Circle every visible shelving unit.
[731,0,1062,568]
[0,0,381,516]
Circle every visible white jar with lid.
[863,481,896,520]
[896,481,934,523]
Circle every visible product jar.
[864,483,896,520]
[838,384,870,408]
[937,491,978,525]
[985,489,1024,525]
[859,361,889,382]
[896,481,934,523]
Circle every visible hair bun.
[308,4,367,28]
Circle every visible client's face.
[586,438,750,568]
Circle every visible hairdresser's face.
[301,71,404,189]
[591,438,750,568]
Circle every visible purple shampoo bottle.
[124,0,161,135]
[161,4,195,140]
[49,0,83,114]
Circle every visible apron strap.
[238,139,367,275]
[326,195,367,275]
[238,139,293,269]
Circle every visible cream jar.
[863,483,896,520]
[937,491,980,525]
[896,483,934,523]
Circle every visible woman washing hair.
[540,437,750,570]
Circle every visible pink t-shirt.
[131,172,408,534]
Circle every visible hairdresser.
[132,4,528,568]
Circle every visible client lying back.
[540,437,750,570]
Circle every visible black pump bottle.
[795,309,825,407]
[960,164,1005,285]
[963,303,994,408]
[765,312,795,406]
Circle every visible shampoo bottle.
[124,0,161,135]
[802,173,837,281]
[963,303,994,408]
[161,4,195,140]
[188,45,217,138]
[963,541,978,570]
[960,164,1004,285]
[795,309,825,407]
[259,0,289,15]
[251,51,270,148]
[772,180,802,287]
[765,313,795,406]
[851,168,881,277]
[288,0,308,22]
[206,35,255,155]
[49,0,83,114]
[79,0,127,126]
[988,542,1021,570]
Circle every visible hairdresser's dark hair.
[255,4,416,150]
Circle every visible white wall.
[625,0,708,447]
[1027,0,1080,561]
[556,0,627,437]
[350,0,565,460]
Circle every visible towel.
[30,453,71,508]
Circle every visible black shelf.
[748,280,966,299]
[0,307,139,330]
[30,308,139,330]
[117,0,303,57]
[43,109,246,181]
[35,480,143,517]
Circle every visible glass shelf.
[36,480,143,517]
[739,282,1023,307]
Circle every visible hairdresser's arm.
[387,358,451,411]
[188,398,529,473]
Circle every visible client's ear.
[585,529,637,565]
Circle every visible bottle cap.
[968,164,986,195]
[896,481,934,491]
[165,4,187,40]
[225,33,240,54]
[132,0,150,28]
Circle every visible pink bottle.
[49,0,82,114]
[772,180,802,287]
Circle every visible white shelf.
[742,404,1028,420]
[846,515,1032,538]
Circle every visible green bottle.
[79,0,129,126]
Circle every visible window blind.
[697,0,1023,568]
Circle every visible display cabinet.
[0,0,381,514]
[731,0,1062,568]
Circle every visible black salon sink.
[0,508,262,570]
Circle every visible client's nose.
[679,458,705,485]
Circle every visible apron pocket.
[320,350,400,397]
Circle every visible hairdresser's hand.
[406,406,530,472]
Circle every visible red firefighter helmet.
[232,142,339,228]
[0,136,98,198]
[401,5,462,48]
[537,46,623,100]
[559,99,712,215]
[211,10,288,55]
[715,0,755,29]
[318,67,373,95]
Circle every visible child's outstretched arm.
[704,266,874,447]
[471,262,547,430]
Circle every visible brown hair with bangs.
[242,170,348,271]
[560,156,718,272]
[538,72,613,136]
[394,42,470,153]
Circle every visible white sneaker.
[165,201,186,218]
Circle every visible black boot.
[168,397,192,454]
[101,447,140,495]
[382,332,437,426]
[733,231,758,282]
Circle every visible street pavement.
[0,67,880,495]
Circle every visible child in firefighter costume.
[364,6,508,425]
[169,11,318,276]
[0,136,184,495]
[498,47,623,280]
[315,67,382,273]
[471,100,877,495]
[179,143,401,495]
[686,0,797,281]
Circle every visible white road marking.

____________

> [SHORT PROBLEM]
Format all of the items above as a JSON list of strings, one string per line, with blank lines left out.

> [TASK SOLUTION]
[
  "Circle every visible shelving unit.",
  "[731,0,1062,568]",
  "[0,0,381,516]",
  "Circle every visible white jar with lid.",
  "[863,481,896,520]",
  "[896,481,934,523]",
  "Circle every visible product jar.",
  "[864,483,896,520]",
  "[838,384,870,408]",
  "[937,491,978,525]",
  "[985,489,1024,525]",
  "[859,361,889,382]",
  "[896,481,934,523]",
  "Circle every visible hair bun.",
  "[308,4,367,28]",
  "Circle every visible client's face.",
  "[586,438,750,568]",
  "Circle every visible hairdresser's face.",
  "[301,71,404,189]",
  "[591,438,750,568]",
  "Circle every visible purple shampoo bottle.",
  "[124,0,161,135]",
  "[161,4,195,140]",
  "[49,0,83,114]",
  "Circle every visible apron strap.",
  "[238,139,367,275]",
  "[326,195,367,275]",
  "[238,139,293,269]",
  "Circle every visible cream jar.",
  "[863,483,896,520]",
  "[937,491,980,525]",
  "[896,483,934,523]",
  "Circle every visible woman washing hair.",
  "[540,437,750,570]",
  "Circle every visible pink t-shirt.",
  "[131,172,408,534]",
  "Circle every visible hairdresser.",
  "[132,4,528,568]",
  "Circle every visible client lying back.",
  "[540,437,750,570]",
  "Circle every visible black pump bottle.",
  "[795,309,825,407]",
  "[960,164,1005,285]",
  "[963,303,994,408]",
  "[765,312,795,406]",
  "Circle every visible shampoo bottle.",
  "[124,0,161,135]",
  "[802,173,837,281]",
  "[963,303,994,408]",
  "[161,4,195,140]",
  "[188,45,217,138]",
  "[963,541,978,570]",
  "[960,164,1004,285]",
  "[795,309,825,407]",
  "[259,0,289,15]",
  "[251,51,270,148]",
  "[772,180,802,287]",
  "[765,313,795,406]",
  "[851,168,881,277]",
  "[288,0,308,22]",
  "[206,35,255,155]",
  "[49,0,83,114]",
  "[79,0,127,126]",
  "[988,542,1021,570]",
  "Circle every visible hairdresser's dark hair.",
  "[255,4,416,150]",
  "Circle every visible white wall.",
  "[625,0,708,447]",
  "[1027,0,1080,561]",
  "[556,0,627,437]",
  "[350,0,565,460]",
  "Circle every visible towel.",
  "[30,453,71,508]",
  "Circle every visible black shelf.",
  "[748,280,966,299]",
  "[0,307,139,330]",
  "[30,308,139,330]",
  "[117,0,303,57]",
  "[43,109,246,181]",
  "[35,480,143,517]",
  "Circle every visible glass shelf.",
  "[36,480,143,517]",
  "[739,282,1023,307]",
  "Circle every visible hairdresser's arm.",
  "[387,358,451,411]",
  "[188,398,529,473]",
  "Circle every visible client's ear.",
  "[585,529,637,565]",
  "Circle every visible bottle cap.",
  "[968,164,986,195]",
  "[896,481,934,491]",
  "[165,4,187,40]",
  "[225,33,240,54]",
  "[132,0,150,28]",
  "Circle every visible pink bottle.",
  "[49,0,82,114]",
  "[772,180,802,287]",
  "Circle every visible white shelf.",
  "[742,404,1028,420]",
  "[846,515,1032,538]",
  "Circle every visible green bottle.",
  "[79,0,129,126]",
  "Circle every visible window blind.",
  "[697,0,1023,568]",
  "Circle every visible display cabinet.",
  "[0,0,381,514]",
  "[731,0,1062,568]",
  "Circle every visible black salon sink.",
  "[0,508,262,570]",
  "Circle every visible client's nose.",
  "[679,458,705,485]",
  "Circle every visible apron pocket.",
  "[320,350,400,397]",
  "Circle every visible hairdresser's hand.",
  "[406,406,530,472]",
  "Circle every visible red firefighter helmet.",
  "[232,142,339,228]",
  "[0,136,98,198]",
  "[401,5,462,48]",
  "[537,46,623,100]",
  "[559,99,712,215]",
  "[211,10,288,55]",
  "[715,0,755,29]",
  "[318,67,373,95]",
  "Circle every visible child's outstretched arm.",
  "[704,266,874,447]",
  "[471,262,547,430]",
  "Circle every visible brown hair with bangs.",
  "[242,170,348,271]",
  "[560,156,718,272]",
  "[538,72,613,136]",
  "[394,42,470,153]",
  "Circle every visible white sneaker.",
  "[165,201,186,218]",
  "Circle every visible black boot.",
  "[168,397,192,454]",
  "[101,447,140,495]",
  "[382,332,437,426]",
  "[733,231,758,282]",
  "Circle every visible street pavement.",
  "[0,67,880,495]",
  "Circle every visible child in firefighter costume.",
  "[364,6,508,425]",
  "[169,11,318,276]",
  "[0,136,184,495]",
  "[498,47,623,280]",
  "[315,67,382,273]",
  "[471,100,877,495]",
  "[179,143,401,495]",
  "[686,0,797,281]",
  "Circle every visible white road marking."
]